** start ENTRIES SHOWN **

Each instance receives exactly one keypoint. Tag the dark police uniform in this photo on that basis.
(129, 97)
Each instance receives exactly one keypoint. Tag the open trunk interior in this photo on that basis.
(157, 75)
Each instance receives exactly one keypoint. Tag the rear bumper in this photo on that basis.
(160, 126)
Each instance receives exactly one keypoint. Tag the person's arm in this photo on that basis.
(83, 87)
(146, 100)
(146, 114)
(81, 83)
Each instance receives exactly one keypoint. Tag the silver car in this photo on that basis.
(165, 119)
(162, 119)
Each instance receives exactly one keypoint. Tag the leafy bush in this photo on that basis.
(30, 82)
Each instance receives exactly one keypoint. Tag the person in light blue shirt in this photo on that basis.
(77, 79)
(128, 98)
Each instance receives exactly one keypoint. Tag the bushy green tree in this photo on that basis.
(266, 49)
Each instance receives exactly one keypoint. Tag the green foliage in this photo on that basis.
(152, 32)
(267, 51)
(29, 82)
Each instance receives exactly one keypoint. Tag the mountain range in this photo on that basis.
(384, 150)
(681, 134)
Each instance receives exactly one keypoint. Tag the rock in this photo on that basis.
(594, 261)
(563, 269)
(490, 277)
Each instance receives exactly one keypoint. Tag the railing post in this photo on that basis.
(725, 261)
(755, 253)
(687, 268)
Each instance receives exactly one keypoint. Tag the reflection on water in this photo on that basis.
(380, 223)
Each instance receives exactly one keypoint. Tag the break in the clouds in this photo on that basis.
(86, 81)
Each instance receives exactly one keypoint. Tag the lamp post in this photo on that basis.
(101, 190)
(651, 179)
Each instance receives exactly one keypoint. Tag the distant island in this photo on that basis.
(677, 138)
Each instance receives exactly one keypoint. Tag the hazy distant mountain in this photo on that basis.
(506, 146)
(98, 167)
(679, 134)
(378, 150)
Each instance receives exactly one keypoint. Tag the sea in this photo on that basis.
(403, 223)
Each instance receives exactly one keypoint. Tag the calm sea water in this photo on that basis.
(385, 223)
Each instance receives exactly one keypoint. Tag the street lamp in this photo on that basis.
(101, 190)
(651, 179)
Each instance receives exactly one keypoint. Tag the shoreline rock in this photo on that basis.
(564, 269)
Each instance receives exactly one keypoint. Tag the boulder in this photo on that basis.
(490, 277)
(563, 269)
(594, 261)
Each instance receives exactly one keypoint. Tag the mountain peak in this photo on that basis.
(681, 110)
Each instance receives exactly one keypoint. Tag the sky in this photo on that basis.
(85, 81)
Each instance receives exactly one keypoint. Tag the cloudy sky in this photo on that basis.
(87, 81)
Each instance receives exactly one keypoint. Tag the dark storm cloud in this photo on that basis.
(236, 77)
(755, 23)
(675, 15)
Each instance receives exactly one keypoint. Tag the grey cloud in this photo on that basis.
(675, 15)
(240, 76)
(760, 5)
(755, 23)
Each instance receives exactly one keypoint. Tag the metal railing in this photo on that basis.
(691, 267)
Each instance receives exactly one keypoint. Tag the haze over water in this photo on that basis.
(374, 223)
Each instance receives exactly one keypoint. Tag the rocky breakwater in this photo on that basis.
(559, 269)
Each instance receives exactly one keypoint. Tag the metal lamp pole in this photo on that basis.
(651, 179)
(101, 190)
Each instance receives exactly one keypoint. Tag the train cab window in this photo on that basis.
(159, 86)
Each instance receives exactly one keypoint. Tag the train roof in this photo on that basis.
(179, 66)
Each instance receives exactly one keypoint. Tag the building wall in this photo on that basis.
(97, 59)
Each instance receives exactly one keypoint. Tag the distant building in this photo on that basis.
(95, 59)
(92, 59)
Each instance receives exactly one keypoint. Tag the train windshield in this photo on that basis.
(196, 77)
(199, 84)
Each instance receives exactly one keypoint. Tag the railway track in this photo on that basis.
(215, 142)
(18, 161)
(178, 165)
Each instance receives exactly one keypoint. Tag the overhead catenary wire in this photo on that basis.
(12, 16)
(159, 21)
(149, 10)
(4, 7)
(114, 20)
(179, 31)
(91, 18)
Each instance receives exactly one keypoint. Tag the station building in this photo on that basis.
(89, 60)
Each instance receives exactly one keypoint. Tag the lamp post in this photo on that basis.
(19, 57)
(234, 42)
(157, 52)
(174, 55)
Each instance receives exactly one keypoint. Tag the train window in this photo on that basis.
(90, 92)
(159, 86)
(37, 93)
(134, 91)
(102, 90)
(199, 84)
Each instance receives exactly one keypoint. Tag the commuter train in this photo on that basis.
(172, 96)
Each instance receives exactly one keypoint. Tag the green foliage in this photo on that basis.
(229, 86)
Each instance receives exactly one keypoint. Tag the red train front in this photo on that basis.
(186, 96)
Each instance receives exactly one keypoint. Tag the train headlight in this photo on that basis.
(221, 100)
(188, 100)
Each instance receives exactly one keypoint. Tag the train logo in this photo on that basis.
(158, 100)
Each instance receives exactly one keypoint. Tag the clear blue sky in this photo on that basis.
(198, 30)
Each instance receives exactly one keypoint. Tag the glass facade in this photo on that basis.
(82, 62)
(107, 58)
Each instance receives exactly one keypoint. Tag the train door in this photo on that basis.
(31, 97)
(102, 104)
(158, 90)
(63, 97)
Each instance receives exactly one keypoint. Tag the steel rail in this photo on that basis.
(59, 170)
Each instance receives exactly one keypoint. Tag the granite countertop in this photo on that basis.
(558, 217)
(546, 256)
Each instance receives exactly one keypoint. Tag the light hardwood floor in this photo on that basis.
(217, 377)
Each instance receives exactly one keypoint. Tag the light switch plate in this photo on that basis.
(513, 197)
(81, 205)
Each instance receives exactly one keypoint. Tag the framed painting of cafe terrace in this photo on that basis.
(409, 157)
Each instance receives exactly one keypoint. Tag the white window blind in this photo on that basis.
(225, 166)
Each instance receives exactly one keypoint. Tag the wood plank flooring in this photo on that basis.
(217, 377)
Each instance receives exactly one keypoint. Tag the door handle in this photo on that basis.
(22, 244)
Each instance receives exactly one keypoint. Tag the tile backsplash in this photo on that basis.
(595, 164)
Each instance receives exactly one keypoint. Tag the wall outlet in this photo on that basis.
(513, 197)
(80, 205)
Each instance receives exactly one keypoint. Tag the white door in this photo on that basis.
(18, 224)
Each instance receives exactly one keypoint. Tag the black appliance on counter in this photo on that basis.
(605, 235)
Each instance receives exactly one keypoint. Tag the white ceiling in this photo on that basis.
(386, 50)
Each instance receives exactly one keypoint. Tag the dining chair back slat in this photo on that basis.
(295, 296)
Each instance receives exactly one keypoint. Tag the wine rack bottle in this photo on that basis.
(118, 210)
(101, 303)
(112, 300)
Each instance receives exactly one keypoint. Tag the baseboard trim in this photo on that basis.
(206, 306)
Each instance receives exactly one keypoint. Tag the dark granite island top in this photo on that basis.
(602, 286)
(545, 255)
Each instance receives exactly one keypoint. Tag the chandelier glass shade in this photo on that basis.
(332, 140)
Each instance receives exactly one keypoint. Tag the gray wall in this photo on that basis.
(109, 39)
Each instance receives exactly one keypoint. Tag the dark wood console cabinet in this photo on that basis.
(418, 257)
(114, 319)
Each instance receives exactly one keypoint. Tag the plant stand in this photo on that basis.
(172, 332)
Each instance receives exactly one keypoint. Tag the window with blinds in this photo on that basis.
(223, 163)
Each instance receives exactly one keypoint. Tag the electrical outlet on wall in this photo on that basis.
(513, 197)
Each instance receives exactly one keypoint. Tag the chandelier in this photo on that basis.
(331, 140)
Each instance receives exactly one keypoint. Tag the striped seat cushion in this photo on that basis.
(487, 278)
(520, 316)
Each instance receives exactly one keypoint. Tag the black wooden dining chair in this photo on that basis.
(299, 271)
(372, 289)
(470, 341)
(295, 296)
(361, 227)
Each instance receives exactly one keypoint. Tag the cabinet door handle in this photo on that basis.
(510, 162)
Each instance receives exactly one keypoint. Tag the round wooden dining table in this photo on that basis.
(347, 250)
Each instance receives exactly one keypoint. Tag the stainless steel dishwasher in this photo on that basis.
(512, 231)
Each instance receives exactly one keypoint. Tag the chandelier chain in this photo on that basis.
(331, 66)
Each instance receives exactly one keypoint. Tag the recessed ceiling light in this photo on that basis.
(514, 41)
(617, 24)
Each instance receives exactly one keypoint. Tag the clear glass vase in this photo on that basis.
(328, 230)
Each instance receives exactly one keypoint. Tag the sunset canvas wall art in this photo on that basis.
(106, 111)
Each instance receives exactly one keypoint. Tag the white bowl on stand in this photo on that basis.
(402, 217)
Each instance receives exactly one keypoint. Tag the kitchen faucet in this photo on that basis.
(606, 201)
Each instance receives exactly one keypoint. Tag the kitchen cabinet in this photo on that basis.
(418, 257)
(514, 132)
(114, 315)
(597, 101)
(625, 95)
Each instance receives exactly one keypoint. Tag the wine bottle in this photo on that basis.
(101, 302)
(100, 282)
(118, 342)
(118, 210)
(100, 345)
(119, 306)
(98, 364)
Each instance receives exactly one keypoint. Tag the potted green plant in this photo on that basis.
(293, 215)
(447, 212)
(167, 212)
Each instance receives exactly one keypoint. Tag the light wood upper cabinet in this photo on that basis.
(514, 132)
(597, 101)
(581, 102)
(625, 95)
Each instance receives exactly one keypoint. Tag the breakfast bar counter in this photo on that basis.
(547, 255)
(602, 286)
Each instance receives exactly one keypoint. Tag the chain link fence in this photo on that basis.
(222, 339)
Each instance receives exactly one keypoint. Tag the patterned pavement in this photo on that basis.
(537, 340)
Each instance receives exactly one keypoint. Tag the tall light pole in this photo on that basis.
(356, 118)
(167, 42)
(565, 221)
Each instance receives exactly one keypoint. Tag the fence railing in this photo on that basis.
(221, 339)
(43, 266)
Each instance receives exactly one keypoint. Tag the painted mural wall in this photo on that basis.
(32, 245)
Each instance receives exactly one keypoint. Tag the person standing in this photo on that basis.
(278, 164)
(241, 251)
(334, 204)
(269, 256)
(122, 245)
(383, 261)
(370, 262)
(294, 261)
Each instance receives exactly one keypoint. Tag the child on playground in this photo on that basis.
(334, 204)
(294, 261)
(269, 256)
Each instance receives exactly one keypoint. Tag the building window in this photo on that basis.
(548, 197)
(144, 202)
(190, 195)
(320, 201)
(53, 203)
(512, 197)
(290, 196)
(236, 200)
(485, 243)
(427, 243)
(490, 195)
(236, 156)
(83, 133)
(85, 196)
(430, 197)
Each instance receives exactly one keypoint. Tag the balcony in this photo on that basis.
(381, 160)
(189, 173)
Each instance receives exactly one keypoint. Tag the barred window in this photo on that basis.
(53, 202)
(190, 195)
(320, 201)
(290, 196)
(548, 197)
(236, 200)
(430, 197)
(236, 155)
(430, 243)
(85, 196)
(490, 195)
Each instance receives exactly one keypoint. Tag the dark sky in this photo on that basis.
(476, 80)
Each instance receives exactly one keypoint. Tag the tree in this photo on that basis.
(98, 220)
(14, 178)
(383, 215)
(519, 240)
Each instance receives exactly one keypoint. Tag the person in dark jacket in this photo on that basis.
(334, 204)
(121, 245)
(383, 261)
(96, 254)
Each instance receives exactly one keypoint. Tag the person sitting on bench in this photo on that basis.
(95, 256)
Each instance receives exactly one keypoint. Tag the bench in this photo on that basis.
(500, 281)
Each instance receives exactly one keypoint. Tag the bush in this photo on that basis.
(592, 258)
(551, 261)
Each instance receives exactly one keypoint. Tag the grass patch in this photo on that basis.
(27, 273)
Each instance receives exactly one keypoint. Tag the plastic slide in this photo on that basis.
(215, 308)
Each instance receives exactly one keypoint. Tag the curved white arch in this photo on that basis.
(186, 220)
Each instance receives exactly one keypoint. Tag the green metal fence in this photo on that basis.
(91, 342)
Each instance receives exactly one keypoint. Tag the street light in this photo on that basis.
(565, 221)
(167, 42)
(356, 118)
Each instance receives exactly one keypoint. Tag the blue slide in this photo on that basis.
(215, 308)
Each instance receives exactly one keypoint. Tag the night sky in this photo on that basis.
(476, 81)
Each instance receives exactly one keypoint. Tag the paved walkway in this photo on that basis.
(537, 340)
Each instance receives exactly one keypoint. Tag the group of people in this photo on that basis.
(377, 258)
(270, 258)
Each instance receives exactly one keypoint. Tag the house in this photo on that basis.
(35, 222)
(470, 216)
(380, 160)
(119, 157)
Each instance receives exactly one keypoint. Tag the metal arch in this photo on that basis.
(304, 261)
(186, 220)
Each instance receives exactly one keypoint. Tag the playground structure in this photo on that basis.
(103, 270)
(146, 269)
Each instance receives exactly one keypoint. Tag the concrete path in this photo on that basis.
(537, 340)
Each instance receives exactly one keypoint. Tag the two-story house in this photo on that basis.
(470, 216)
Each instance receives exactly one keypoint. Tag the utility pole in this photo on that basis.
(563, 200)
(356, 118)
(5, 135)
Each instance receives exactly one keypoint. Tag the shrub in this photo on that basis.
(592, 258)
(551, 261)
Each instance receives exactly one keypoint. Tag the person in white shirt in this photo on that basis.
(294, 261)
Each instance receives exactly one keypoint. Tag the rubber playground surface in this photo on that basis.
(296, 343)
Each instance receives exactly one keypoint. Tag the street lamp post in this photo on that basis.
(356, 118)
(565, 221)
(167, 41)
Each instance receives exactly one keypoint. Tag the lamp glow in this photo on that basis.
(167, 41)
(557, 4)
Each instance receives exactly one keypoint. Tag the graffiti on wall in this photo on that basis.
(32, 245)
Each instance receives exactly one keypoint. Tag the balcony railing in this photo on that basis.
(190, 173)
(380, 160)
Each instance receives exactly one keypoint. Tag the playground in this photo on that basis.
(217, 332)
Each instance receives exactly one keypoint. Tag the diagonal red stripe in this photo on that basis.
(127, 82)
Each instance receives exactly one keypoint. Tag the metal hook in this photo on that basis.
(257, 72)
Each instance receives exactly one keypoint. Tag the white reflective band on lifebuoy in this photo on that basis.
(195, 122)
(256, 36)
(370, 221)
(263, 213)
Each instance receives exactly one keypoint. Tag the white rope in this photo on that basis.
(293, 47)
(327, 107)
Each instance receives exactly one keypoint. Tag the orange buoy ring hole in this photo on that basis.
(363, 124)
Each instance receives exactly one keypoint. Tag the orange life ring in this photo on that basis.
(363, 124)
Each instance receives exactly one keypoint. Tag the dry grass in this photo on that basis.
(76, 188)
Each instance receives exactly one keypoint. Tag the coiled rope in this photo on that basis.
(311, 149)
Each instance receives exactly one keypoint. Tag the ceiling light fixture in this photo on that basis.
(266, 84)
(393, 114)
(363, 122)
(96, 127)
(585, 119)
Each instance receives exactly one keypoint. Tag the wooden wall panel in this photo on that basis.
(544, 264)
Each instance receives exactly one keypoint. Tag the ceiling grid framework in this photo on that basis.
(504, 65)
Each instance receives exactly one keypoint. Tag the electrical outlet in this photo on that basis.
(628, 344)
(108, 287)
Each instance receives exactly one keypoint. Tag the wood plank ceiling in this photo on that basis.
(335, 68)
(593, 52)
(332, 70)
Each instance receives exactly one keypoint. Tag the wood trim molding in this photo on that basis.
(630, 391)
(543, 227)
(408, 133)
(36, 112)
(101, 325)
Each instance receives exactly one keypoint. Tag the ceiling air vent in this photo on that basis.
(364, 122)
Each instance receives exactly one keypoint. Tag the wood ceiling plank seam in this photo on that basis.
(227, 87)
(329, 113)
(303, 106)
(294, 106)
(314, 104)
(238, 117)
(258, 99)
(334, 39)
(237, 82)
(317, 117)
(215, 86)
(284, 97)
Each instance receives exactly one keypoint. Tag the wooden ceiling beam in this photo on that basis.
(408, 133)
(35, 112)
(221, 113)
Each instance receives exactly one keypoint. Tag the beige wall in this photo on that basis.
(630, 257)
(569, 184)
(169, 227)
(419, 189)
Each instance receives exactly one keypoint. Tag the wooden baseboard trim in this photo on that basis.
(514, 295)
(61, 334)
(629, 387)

** end ENTRIES SHOWN **

WHAT THE EXERCISE ASKS:
The line containing "plank ceiling in this photo on that basis." marks the start; retype it and each line after it through the end of the records above, exactly.

EXERCISE ANSWER:
Each instance receives exactly one keypoint. Tag the wood plank ceiling in this photo on that basis.
(335, 68)
(593, 52)
(332, 70)
Each instance receives exactly one keypoint. Tag the wood trim molding in this photo on that basis.
(630, 391)
(543, 227)
(408, 133)
(36, 112)
(101, 325)
Each instance receives exactly one keypoint. Tag the ceiling air vent in this photo on that basis.
(364, 122)
Each instance receives exactly one keypoint. Tag the wood ceiling plank seam in this photo on that basis.
(227, 87)
(329, 113)
(303, 106)
(294, 106)
(314, 104)
(238, 117)
(258, 99)
(334, 39)
(237, 82)
(317, 117)
(215, 86)
(284, 97)
Each instance receives exactly one keypoint. Tag the wooden ceiling beam in this photo on that basis.
(408, 133)
(35, 112)
(221, 113)
Each instance receives exactly one keypoint. Tag the beige wall in this photo on that basis.
(630, 257)
(569, 184)
(169, 227)
(419, 189)
Each instance receives exactly one keypoint. Tag the wooden baseboard trim in this photo on that basis.
(514, 295)
(61, 334)
(629, 387)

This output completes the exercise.